Kurze Übung:
Aktualisiere den Text über den Prinzen am Strand: Gib ihn zwischen „Tag 4: Ein Südafrikaner, der" und „im gleißenden Licht.", beides eingeschlossen, wieder und setze dabei „Kühltruhe" an die Stelle von „Gefrierbox".

Textblock:
▼

Spundekäs, Spundekäs, wer ist der Hässlichste im ganzen Land?*
Du natürlich! Sieh dich doch an, wie dir der Hüftspeck übers Handtuch quillt, der widerwärtige weiße Bauch formlos herabhängt und die Brüste fallenden Dreiecken gleichen, deren Sprungfedern leiern. Aber - die vom Diätwahn ergriffenen, denen das letzte Fünkchen Freude enteilt - die mag ich auch nicht. Und doch bedenke: Obwohl es noch hässlichere gibt als dich mein dicker Prinz, wäre es mal wieder an der Zeit mit deinem Wams in Klausur zu gehen.


Strand, Barra, Inhambane, Moçambique.
Tag 1: Entmutigt ob der enthaltsamen Zeit, die ihm bevorsteht, fällt dem Prinzen das Aufstehen schwer. Weiß er doch, dass ihn der Hunger einholen und der Kühlschrank sich nicht füllen wird. Trübsal blasend überbrückt er die ersten Stunden des Tages. Runde um Runde schleicht er um den kalten Grill und träumt von T-Bone und Rump. Auch das T-Shirt traut er sich nicht zu liften. "Hässlich", hatte der Spundekäs gesagt und so wollte er sich nicht der Öffentlichkeit zeigen.

Am Nachmittag jedoch treten drei Jungs an ihn heran und heben den Deckel ihrer Kühlbox: "Camarão?" Der Einsame ist gerettet. Satt entkleidet er sich und schläft zufrieden in der Sonne.

Tag 2: Diebisch äugt der Prinz nach rechts und links. Und auch weit hinaus auf See wandert sein suchender Blick, doch weder die drei Jungs noch ein Krabbenkutter lassen sich erspähen.

Und doch verheißt ihm eine innere Stimme: Entzünde das Feuer. Als die Glut am schönsten ist, nähert sich ein Fischer, der sein mit einem Korb bestücktes Fahrrad über den Strand schiebt, stoppt und präsentierend einen Barracuda in die Sonne hält. Welch ein Hochgefühl, den befriedeten Bauch zu bräunen.

Tag 3: Eine Frau, die Avocados und Brot auf ihrem Kopf balanciert, erwartet den noch schlaftrunkenen Prinzen und auch die Krabben-Jungs eilen herbei. Sonne und Bauch besiegeln an diesem Tag die Blutsbruderschaft.

Tag 4: Ein Südafrikaner, der sich für eine Nacht in der angrenzenden Bretterburg einquartiert, zeigt dem Prinzen nach Smalltalk seine bis zum Anschlag mit Fleisch und Wurst gefüllte Gefrierbox und lädt ihn ein, sich hemmungslos zu laben. Bauch glänzt im gleißenden Licht.

▲

Aufgeführte Einträge:
▼

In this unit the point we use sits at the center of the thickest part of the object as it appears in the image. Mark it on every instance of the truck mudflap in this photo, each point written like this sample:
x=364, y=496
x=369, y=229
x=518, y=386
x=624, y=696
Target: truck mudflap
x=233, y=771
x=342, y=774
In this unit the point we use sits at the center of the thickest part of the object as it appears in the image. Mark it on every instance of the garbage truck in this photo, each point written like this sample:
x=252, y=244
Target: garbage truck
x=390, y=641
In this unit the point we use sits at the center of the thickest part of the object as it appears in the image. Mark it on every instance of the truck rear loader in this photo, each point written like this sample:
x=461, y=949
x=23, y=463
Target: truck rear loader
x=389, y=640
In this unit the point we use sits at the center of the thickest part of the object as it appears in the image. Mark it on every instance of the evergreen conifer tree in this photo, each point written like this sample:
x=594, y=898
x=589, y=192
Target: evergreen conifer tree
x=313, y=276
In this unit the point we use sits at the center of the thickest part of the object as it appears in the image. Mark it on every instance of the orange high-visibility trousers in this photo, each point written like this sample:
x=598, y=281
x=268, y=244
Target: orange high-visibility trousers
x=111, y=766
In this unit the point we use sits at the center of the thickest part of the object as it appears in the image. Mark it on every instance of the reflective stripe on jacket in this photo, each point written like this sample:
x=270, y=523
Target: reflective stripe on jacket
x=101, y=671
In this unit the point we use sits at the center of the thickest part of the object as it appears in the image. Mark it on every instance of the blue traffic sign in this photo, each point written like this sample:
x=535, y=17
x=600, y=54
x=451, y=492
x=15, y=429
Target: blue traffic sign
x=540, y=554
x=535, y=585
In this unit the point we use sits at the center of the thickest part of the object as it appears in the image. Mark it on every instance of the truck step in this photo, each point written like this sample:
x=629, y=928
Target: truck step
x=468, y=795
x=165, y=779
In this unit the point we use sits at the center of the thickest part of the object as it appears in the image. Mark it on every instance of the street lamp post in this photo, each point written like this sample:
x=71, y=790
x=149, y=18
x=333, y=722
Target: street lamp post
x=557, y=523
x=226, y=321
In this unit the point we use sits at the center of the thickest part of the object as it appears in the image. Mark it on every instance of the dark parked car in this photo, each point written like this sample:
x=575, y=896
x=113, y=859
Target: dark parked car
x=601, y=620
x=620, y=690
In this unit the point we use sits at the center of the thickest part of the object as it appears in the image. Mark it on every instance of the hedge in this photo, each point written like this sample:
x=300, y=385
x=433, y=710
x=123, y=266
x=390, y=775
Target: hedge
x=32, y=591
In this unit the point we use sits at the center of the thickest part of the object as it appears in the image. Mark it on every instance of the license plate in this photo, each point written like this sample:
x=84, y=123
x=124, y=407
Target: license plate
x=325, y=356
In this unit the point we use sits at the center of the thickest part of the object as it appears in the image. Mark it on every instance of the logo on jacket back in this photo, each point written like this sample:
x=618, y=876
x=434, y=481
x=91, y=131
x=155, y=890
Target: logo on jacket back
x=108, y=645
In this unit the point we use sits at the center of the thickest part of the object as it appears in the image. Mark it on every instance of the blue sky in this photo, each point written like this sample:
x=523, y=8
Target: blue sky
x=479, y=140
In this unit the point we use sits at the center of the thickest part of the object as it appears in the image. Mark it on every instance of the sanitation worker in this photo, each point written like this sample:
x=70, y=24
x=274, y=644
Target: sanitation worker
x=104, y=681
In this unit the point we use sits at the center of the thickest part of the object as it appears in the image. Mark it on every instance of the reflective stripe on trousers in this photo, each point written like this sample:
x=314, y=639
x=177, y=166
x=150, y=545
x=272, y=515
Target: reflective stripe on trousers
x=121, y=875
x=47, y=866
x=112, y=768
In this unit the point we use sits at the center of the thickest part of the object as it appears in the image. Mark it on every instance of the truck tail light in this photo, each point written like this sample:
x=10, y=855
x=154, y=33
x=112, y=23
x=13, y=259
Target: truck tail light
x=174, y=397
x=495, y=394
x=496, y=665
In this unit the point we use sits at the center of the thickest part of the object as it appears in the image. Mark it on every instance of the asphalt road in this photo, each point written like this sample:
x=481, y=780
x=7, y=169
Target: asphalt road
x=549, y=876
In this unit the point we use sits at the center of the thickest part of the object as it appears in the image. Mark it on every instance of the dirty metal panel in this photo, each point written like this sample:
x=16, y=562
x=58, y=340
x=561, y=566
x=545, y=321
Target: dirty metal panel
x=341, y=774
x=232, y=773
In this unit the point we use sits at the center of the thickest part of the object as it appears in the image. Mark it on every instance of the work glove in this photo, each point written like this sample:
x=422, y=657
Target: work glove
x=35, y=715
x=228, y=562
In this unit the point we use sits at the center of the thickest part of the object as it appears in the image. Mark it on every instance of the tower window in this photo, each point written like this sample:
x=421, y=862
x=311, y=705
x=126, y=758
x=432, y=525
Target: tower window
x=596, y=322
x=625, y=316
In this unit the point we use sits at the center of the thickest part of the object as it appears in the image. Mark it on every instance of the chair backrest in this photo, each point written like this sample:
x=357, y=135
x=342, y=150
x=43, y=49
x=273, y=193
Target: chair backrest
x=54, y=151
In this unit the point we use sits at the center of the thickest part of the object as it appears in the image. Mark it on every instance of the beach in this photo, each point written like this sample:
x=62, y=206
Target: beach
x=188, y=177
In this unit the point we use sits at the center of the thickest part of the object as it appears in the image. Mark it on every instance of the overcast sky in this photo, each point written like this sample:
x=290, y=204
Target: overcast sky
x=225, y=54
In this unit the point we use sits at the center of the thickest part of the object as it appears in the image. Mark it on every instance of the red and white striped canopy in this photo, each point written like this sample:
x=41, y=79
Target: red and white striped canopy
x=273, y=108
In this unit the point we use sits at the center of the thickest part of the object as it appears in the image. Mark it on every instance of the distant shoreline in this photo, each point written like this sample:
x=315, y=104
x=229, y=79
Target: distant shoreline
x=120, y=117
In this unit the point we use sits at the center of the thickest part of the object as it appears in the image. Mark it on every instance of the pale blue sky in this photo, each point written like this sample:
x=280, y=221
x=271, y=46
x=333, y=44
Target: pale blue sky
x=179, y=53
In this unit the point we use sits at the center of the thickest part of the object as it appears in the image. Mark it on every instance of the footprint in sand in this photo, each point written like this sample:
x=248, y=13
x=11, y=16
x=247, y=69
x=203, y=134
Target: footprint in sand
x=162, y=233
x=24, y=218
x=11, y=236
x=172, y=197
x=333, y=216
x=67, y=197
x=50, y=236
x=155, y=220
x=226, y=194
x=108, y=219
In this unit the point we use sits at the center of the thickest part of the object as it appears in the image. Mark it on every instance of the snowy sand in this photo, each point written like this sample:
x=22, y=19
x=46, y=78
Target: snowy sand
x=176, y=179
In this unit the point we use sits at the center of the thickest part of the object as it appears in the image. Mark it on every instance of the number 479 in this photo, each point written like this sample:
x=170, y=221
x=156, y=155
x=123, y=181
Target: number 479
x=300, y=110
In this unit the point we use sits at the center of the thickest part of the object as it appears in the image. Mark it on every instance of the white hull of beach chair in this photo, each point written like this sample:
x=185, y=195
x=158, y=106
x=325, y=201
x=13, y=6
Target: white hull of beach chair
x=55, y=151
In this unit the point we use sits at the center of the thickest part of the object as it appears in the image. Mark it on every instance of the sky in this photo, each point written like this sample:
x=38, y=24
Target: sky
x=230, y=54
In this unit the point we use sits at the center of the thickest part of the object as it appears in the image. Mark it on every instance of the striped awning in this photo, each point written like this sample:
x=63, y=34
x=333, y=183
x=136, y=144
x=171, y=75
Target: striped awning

▲

Vollständige Antwort:
Tag 4: Ein Südafrikaner, der sich für eine Nacht in der angrenzenden Bretterburg einquartiert, zeigt dem Prinzen nach Smalltalk seine bis zum Anschlag mit Fleisch und Wurst gefüllte Kühltruhe und lädt ihn ein, sich hemmungslos zu laben. Bauch glänzt im gleißenden Licht.